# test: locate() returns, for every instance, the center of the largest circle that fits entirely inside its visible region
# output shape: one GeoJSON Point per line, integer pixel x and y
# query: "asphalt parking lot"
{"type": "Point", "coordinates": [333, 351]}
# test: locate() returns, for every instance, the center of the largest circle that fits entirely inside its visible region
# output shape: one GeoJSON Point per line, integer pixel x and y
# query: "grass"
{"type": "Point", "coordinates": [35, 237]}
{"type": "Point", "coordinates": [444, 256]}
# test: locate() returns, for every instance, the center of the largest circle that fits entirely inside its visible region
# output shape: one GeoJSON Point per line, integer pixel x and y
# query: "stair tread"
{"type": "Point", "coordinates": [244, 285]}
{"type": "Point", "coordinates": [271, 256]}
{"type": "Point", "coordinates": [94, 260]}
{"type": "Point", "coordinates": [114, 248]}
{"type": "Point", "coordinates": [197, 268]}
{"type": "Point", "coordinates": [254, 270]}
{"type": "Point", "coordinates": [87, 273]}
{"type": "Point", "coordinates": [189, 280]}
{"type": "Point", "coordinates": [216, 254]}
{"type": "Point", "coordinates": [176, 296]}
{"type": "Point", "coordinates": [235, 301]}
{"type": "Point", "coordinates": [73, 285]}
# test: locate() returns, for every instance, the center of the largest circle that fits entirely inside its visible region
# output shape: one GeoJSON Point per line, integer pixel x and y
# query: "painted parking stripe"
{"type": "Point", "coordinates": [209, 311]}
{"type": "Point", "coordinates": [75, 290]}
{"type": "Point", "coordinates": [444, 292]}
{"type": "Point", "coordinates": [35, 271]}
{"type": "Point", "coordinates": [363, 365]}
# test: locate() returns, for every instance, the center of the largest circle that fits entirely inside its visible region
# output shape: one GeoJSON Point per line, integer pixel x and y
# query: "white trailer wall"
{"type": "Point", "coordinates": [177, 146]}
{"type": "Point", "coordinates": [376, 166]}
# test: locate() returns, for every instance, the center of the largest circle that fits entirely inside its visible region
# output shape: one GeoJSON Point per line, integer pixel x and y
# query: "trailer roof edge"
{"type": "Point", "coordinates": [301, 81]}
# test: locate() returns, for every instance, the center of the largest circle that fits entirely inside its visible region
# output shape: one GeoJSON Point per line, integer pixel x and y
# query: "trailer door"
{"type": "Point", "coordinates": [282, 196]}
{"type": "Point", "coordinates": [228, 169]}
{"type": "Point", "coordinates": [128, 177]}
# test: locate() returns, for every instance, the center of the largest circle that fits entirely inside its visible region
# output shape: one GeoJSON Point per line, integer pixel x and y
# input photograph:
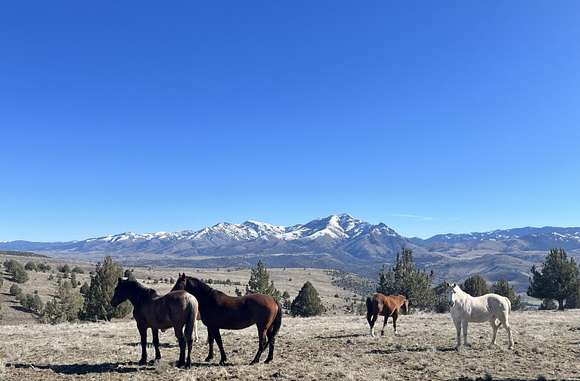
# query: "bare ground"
{"type": "Point", "coordinates": [323, 348]}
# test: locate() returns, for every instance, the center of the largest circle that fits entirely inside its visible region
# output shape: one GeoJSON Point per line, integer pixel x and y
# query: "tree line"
{"type": "Point", "coordinates": [558, 279]}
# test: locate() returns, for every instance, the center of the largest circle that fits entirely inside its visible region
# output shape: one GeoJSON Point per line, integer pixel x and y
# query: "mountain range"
{"type": "Point", "coordinates": [337, 241]}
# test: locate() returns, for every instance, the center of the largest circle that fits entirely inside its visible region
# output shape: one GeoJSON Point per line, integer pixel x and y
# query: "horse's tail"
{"type": "Point", "coordinates": [369, 308]}
{"type": "Point", "coordinates": [509, 304]}
{"type": "Point", "coordinates": [277, 321]}
{"type": "Point", "coordinates": [191, 312]}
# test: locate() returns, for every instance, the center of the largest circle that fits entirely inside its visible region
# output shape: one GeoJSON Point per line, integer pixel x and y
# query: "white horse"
{"type": "Point", "coordinates": [489, 307]}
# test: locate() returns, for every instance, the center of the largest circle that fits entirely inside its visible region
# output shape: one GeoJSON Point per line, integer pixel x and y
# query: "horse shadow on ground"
{"type": "Point", "coordinates": [488, 378]}
{"type": "Point", "coordinates": [414, 349]}
{"type": "Point", "coordinates": [150, 345]}
{"type": "Point", "coordinates": [78, 369]}
{"type": "Point", "coordinates": [345, 336]}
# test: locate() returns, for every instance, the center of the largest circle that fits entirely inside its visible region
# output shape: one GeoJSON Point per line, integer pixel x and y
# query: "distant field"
{"type": "Point", "coordinates": [335, 299]}
{"type": "Point", "coordinates": [322, 348]}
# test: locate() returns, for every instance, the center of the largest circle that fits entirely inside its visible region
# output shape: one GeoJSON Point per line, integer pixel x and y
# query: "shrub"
{"type": "Point", "coordinates": [15, 290]}
{"type": "Point", "coordinates": [101, 289]}
{"type": "Point", "coordinates": [503, 288]}
{"type": "Point", "coordinates": [307, 303]}
{"type": "Point", "coordinates": [557, 280]}
{"type": "Point", "coordinates": [65, 269]}
{"type": "Point", "coordinates": [43, 267]}
{"type": "Point", "coordinates": [16, 270]}
{"type": "Point", "coordinates": [260, 282]}
{"type": "Point", "coordinates": [66, 306]}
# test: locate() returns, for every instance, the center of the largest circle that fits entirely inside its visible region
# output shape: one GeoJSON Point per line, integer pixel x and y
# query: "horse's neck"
{"type": "Point", "coordinates": [463, 297]}
{"type": "Point", "coordinates": [141, 295]}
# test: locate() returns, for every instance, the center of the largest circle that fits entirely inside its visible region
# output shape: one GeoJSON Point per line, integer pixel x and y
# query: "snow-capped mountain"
{"type": "Point", "coordinates": [528, 238]}
{"type": "Point", "coordinates": [337, 241]}
{"type": "Point", "coordinates": [337, 233]}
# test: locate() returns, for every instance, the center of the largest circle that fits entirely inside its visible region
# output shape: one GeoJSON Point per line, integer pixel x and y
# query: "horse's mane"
{"type": "Point", "coordinates": [205, 289]}
{"type": "Point", "coordinates": [140, 290]}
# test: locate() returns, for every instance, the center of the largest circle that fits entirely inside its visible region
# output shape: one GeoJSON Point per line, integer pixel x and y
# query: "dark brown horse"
{"type": "Point", "coordinates": [220, 311]}
{"type": "Point", "coordinates": [386, 306]}
{"type": "Point", "coordinates": [177, 309]}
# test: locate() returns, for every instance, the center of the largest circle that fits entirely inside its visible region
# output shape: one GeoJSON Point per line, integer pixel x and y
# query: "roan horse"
{"type": "Point", "coordinates": [177, 309]}
{"type": "Point", "coordinates": [489, 307]}
{"type": "Point", "coordinates": [220, 311]}
{"type": "Point", "coordinates": [386, 306]}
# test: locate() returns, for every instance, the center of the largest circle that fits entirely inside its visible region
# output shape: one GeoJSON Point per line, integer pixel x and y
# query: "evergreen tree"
{"type": "Point", "coordinates": [101, 289]}
{"type": "Point", "coordinates": [129, 274]}
{"type": "Point", "coordinates": [307, 303]}
{"type": "Point", "coordinates": [16, 270]}
{"type": "Point", "coordinates": [503, 288]}
{"type": "Point", "coordinates": [84, 289]}
{"type": "Point", "coordinates": [15, 291]}
{"type": "Point", "coordinates": [66, 306]}
{"type": "Point", "coordinates": [78, 270]}
{"type": "Point", "coordinates": [475, 285]}
{"type": "Point", "coordinates": [558, 278]}
{"type": "Point", "coordinates": [260, 283]}
{"type": "Point", "coordinates": [406, 279]}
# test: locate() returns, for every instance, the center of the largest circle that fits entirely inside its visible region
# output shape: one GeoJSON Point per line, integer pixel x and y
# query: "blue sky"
{"type": "Point", "coordinates": [144, 116]}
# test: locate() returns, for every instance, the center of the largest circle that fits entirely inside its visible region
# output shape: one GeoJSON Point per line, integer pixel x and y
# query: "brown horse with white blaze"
{"type": "Point", "coordinates": [386, 306]}
{"type": "Point", "coordinates": [221, 311]}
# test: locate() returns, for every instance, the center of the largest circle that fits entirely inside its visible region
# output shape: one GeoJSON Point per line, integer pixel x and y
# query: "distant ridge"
{"type": "Point", "coordinates": [338, 241]}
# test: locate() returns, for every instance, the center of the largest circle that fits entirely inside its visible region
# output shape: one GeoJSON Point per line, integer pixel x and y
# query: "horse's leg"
{"type": "Point", "coordinates": [143, 332]}
{"type": "Point", "coordinates": [271, 342]}
{"type": "Point", "coordinates": [494, 328]}
{"type": "Point", "coordinates": [210, 344]}
{"type": "Point", "coordinates": [464, 324]}
{"type": "Point", "coordinates": [384, 324]}
{"type": "Point", "coordinates": [156, 344]}
{"type": "Point", "coordinates": [395, 317]}
{"type": "Point", "coordinates": [178, 329]}
{"type": "Point", "coordinates": [458, 329]}
{"type": "Point", "coordinates": [372, 323]}
{"type": "Point", "coordinates": [261, 344]}
{"type": "Point", "coordinates": [505, 321]}
{"type": "Point", "coordinates": [195, 330]}
{"type": "Point", "coordinates": [189, 337]}
{"type": "Point", "coordinates": [218, 340]}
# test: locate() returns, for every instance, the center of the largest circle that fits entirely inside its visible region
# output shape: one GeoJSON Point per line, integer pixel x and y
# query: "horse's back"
{"type": "Point", "coordinates": [231, 312]}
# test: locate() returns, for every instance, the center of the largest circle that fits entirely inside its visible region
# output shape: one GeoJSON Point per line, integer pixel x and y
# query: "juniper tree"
{"type": "Point", "coordinates": [307, 302]}
{"type": "Point", "coordinates": [558, 278]}
{"type": "Point", "coordinates": [65, 306]}
{"type": "Point", "coordinates": [475, 285]}
{"type": "Point", "coordinates": [260, 282]}
{"type": "Point", "coordinates": [503, 288]}
{"type": "Point", "coordinates": [101, 289]}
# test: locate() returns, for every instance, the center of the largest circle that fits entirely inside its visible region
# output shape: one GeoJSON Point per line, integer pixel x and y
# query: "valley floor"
{"type": "Point", "coordinates": [322, 348]}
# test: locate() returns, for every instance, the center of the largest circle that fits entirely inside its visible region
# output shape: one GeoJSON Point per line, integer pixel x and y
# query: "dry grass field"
{"type": "Point", "coordinates": [335, 299]}
{"type": "Point", "coordinates": [322, 348]}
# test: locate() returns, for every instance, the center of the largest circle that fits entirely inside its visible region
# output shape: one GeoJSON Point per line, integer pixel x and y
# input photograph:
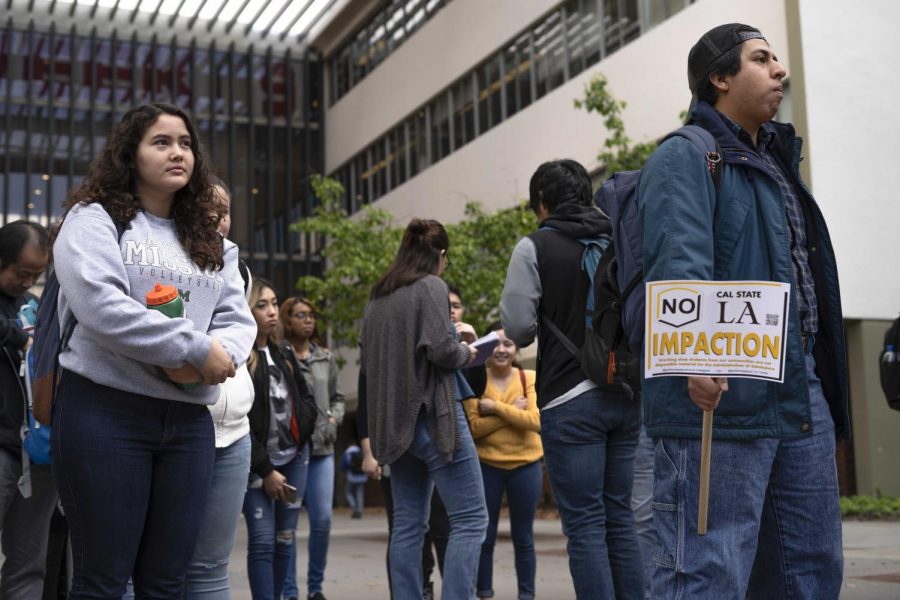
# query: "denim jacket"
{"type": "Point", "coordinates": [741, 234]}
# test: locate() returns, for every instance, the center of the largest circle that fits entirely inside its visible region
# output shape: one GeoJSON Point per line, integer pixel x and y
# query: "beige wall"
{"type": "Point", "coordinates": [850, 72]}
{"type": "Point", "coordinates": [876, 428]}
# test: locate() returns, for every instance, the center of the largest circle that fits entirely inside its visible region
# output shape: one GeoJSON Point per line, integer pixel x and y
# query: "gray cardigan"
{"type": "Point", "coordinates": [409, 355]}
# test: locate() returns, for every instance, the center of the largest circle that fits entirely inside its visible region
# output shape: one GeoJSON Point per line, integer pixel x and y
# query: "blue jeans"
{"type": "Point", "coordinates": [523, 492]}
{"type": "Point", "coordinates": [642, 506]}
{"type": "Point", "coordinates": [589, 446]}
{"type": "Point", "coordinates": [319, 501]}
{"type": "Point", "coordinates": [207, 574]}
{"type": "Point", "coordinates": [133, 474]}
{"type": "Point", "coordinates": [413, 476]}
{"type": "Point", "coordinates": [24, 523]}
{"type": "Point", "coordinates": [270, 530]}
{"type": "Point", "coordinates": [772, 501]}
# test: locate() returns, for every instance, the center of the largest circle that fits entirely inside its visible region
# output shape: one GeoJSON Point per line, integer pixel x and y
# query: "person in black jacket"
{"type": "Point", "coordinates": [24, 521]}
{"type": "Point", "coordinates": [281, 422]}
{"type": "Point", "coordinates": [589, 435]}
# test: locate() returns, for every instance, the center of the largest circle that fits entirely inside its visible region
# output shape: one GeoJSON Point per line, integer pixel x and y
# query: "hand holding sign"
{"type": "Point", "coordinates": [707, 391]}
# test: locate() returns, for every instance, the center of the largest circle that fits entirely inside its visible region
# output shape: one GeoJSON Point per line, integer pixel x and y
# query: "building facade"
{"type": "Point", "coordinates": [257, 108]}
{"type": "Point", "coordinates": [482, 93]}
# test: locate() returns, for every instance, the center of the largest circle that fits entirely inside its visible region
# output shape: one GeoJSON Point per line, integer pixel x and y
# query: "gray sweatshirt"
{"type": "Point", "coordinates": [118, 341]}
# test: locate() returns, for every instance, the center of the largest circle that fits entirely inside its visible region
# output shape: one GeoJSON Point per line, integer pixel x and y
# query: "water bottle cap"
{"type": "Point", "coordinates": [160, 294]}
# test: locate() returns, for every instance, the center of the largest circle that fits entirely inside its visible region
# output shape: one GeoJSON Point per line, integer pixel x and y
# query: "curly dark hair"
{"type": "Point", "coordinates": [111, 181]}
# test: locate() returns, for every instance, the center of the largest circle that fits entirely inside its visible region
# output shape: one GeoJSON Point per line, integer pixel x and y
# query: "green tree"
{"type": "Point", "coordinates": [357, 251]}
{"type": "Point", "coordinates": [618, 152]}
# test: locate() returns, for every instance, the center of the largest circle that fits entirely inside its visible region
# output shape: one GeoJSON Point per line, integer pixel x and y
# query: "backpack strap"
{"type": "Point", "coordinates": [559, 335]}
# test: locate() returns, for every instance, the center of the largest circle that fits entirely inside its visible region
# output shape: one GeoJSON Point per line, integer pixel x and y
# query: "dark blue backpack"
{"type": "Point", "coordinates": [49, 342]}
{"type": "Point", "coordinates": [624, 267]}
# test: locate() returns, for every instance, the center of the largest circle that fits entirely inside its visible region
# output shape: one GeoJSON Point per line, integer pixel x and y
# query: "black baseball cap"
{"type": "Point", "coordinates": [712, 46]}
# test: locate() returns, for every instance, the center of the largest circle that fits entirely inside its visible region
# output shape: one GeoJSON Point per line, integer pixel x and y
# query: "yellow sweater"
{"type": "Point", "coordinates": [510, 437]}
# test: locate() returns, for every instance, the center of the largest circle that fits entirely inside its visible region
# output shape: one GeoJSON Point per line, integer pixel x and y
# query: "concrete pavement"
{"type": "Point", "coordinates": [356, 567]}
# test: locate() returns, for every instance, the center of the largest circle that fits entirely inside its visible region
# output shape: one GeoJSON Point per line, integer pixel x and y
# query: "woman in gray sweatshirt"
{"type": "Point", "coordinates": [133, 451]}
{"type": "Point", "coordinates": [416, 425]}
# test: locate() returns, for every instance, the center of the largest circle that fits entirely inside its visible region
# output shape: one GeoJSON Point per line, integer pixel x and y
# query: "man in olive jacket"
{"type": "Point", "coordinates": [774, 521]}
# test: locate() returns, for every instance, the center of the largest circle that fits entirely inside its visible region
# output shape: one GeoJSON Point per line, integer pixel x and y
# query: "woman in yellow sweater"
{"type": "Point", "coordinates": [506, 425]}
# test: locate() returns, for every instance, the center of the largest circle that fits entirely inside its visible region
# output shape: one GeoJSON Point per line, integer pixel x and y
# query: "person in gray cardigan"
{"type": "Point", "coordinates": [409, 352]}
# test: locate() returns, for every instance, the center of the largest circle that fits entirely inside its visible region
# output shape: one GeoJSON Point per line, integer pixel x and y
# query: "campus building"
{"type": "Point", "coordinates": [469, 104]}
{"type": "Point", "coordinates": [420, 106]}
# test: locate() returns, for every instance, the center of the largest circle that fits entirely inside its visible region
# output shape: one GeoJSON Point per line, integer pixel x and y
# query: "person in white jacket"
{"type": "Point", "coordinates": [207, 574]}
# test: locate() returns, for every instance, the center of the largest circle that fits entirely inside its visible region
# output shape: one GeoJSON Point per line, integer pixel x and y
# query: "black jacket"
{"type": "Point", "coordinates": [260, 413]}
{"type": "Point", "coordinates": [12, 399]}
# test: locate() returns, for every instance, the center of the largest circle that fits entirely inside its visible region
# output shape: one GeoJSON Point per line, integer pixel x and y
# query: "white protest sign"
{"type": "Point", "coordinates": [716, 328]}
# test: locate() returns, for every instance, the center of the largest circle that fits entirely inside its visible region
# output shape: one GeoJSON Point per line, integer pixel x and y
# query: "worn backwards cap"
{"type": "Point", "coordinates": [712, 46]}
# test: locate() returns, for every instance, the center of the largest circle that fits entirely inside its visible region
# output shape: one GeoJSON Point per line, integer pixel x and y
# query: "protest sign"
{"type": "Point", "coordinates": [716, 328]}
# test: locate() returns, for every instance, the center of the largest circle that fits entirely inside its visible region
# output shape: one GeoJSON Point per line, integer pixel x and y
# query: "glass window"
{"type": "Point", "coordinates": [463, 112]}
{"type": "Point", "coordinates": [549, 55]}
{"type": "Point", "coordinates": [575, 35]}
{"type": "Point", "coordinates": [375, 41]}
{"type": "Point", "coordinates": [440, 127]}
{"type": "Point", "coordinates": [514, 67]}
{"type": "Point", "coordinates": [378, 171]}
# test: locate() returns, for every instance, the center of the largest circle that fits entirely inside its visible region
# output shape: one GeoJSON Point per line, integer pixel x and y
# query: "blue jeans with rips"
{"type": "Point", "coordinates": [523, 492]}
{"type": "Point", "coordinates": [270, 530]}
{"type": "Point", "coordinates": [207, 573]}
{"type": "Point", "coordinates": [589, 446]}
{"type": "Point", "coordinates": [319, 501]}
{"type": "Point", "coordinates": [774, 522]}
{"type": "Point", "coordinates": [413, 476]}
{"type": "Point", "coordinates": [133, 474]}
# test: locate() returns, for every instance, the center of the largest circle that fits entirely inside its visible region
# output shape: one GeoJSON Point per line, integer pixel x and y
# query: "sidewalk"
{"type": "Point", "coordinates": [356, 568]}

—————

• **EXERCISE TASK**:
From the entries above, pick out every line that contains the word "brown", treating uppercase and lowercase as different.

• **SOLVED PROBLEM**:
# query: "dark brown horse"
# query: "brown horse with white blaze"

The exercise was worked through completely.